* **TASK OBJECTIVE**
Reproduce the lines of the items verbatim, starting at the line that has "Where can you see the bare" and stopping after the line that has "point(96, 276)".

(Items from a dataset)

================================

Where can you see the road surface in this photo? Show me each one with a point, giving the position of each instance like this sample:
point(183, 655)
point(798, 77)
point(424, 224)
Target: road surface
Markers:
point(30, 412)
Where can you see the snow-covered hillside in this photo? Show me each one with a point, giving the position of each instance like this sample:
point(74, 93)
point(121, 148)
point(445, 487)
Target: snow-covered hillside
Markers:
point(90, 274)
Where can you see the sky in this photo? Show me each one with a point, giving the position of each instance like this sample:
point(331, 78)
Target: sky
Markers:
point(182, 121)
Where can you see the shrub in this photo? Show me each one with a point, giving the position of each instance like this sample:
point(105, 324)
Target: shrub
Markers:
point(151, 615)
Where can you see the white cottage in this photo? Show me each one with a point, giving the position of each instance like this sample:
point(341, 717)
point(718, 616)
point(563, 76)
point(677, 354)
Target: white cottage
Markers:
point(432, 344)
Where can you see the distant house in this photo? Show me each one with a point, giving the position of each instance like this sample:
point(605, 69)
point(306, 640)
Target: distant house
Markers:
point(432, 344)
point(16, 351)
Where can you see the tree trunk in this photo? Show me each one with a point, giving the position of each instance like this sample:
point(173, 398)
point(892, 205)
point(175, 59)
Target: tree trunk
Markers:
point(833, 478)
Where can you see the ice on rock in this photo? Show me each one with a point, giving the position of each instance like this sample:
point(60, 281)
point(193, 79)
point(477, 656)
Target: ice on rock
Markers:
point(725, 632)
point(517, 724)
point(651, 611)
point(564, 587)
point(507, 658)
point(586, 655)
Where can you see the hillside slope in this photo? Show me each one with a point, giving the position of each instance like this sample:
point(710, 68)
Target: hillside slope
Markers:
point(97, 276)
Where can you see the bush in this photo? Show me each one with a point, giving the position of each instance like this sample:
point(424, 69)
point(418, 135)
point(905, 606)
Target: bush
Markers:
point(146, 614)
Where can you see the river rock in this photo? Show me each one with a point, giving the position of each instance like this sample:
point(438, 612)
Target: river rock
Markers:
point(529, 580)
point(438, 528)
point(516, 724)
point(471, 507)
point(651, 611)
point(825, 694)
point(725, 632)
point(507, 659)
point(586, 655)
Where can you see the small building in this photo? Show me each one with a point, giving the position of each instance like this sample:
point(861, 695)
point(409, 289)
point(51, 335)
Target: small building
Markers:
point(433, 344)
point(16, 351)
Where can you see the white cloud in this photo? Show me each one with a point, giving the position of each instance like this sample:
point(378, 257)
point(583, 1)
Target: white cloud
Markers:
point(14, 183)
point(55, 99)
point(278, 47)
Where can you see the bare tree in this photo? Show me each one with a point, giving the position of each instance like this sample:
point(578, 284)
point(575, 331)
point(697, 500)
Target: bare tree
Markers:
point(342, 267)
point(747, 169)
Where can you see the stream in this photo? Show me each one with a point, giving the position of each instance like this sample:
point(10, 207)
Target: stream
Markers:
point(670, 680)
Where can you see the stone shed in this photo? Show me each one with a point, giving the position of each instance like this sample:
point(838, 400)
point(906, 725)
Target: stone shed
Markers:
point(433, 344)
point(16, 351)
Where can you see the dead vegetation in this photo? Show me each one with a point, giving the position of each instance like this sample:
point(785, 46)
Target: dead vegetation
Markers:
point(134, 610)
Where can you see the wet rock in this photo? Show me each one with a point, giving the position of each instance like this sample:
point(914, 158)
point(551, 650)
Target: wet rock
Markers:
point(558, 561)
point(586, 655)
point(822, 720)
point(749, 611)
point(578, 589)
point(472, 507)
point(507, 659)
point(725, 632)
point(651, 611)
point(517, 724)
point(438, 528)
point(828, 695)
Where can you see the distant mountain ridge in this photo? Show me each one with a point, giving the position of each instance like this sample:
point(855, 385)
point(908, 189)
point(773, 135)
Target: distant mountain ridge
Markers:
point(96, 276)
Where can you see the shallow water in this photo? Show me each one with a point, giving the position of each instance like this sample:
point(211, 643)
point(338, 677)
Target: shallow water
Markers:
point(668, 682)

================================

* **CORRECT RESULT**
Where can you see the bare tree in this photo? Show me each one with a point, giving the position of each instance like this sample:
point(578, 284)
point(575, 331)
point(697, 500)
Target: bare tree
Markers:
point(342, 267)
point(747, 169)
Where can you see the stream in this photo? Show me each one with a point, giving the position of each instance like this sample:
point(10, 207)
Target: stream
Markers:
point(670, 680)
Where can you see the stone shed in this photo? Show me each one with a point, giving the position of each instance like this sample:
point(838, 400)
point(906, 725)
Target: stone shed
Markers:
point(433, 344)
point(16, 351)
Where can you see the dead vegetation in this photo? Show me each one with a point, giving the position of each instance like this sample:
point(785, 46)
Target: dead vegetation
Markers:
point(134, 610)
Where can you see the wet rock in this photo? Show me each one with a point, giving the position of each instance like this sample:
point(914, 158)
point(551, 650)
Target: wet rock
Markers:
point(558, 561)
point(586, 655)
point(822, 720)
point(749, 611)
point(578, 589)
point(472, 507)
point(507, 659)
point(725, 632)
point(651, 611)
point(517, 724)
point(438, 528)
point(828, 695)
Where can you see the distant mountain ridge in this photo? Show me each one with a point, giving the position of each instance like this sample:
point(855, 385)
point(908, 189)
point(773, 135)
Target: distant mountain ridge
Markers:
point(96, 276)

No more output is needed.